→ **What to do**
Reproduce the material below line for line, with no changes.

→ **Data listing**
○ ○ ○
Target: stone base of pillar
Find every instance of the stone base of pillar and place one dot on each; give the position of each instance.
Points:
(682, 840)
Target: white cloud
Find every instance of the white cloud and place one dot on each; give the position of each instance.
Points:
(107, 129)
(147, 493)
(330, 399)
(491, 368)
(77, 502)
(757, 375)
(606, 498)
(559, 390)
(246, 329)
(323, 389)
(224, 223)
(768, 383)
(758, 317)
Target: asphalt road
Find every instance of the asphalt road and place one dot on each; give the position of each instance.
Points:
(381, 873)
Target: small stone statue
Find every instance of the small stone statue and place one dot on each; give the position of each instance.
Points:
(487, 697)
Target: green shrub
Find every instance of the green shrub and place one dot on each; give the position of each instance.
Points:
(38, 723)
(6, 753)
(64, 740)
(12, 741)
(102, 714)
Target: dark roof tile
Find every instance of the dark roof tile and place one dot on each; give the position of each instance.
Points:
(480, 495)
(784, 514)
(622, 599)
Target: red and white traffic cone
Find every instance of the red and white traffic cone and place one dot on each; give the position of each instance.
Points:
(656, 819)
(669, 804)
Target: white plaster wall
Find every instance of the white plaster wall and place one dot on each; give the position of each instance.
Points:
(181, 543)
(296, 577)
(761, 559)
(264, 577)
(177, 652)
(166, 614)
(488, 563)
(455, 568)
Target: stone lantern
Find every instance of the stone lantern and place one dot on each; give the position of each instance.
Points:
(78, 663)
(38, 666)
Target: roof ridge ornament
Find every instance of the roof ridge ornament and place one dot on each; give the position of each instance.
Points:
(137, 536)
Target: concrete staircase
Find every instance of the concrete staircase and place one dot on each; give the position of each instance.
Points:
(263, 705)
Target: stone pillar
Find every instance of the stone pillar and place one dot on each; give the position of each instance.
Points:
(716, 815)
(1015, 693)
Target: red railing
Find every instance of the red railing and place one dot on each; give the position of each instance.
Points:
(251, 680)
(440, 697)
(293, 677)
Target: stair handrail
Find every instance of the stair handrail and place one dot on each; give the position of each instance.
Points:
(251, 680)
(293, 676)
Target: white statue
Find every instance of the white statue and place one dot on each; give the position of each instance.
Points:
○ ○ ○
→ **Output for this task**
Target: stone base of pillar
Find every instance of the stone base of pillar and place one dot on each; give the position of each instance.
Points:
(682, 840)
Target: white cloud
Find every instance of the white cloud and place one dot on each; give the position of each instance.
Points:
(107, 129)
(147, 493)
(330, 399)
(491, 368)
(77, 502)
(757, 375)
(606, 498)
(559, 390)
(246, 329)
(323, 389)
(224, 223)
(768, 383)
(758, 317)
Target: asphalt road
Find every instance of the asphalt road and place one dot on each; give the position of each instance.
Points:
(381, 873)
Target: small stone statue
Find every instance of the small stone statue and place one dot on each; give the position of each instance.
Points:
(487, 697)
Target: green shrub
Find every instance of the green shrub and place one dot on each; give the position of each instance.
Points:
(38, 723)
(6, 753)
(64, 740)
(12, 741)
(102, 714)
Target: dark roof tile
Find every instance of the dark roof tile and place one dot on each; give the position of each instance.
Points:
(480, 495)
(784, 514)
(622, 599)
Target: red and white traffic cone
Find every instance of the red and white traffic cone and place one dot on each; give the position of each instance.
Points:
(656, 819)
(669, 804)
Target: white plaster wall
Find every instance of the white plaster wall and place one dot on each; give the position of each instance.
Points:
(181, 543)
(296, 577)
(761, 559)
(264, 577)
(177, 652)
(166, 614)
(488, 563)
(455, 568)
Target: stone lantern
Find every instance of the stone lantern and place one dot on each; give the position of each instance.
Points:
(78, 663)
(38, 666)
Target: roof ridge ornament
Find every instance of the roof ridge ornament and place one dot on each; give the position of each instance.
Points:
(137, 536)
Target: concrete staircase
Find every instance of the concrete staircase and place one dot on each; give the position of each instance.
Points:
(263, 705)
Target: stone pillar
Find every instance of the stone pillar and place one dot on each; give the position of each instance.
Points:
(716, 815)
(1015, 693)
Target: red railing
Find every instance of the red railing and place one dot on each; give the position of each instance.
Points:
(251, 680)
(440, 697)
(293, 677)
Target: stair handrail
Find every instance of the stair handrail and place one dot on each; give the position of each instance.
Points:
(251, 680)
(293, 676)
Target: white statue
Find every instance of the white statue and place one dot on each; give the position of each instance.
Points:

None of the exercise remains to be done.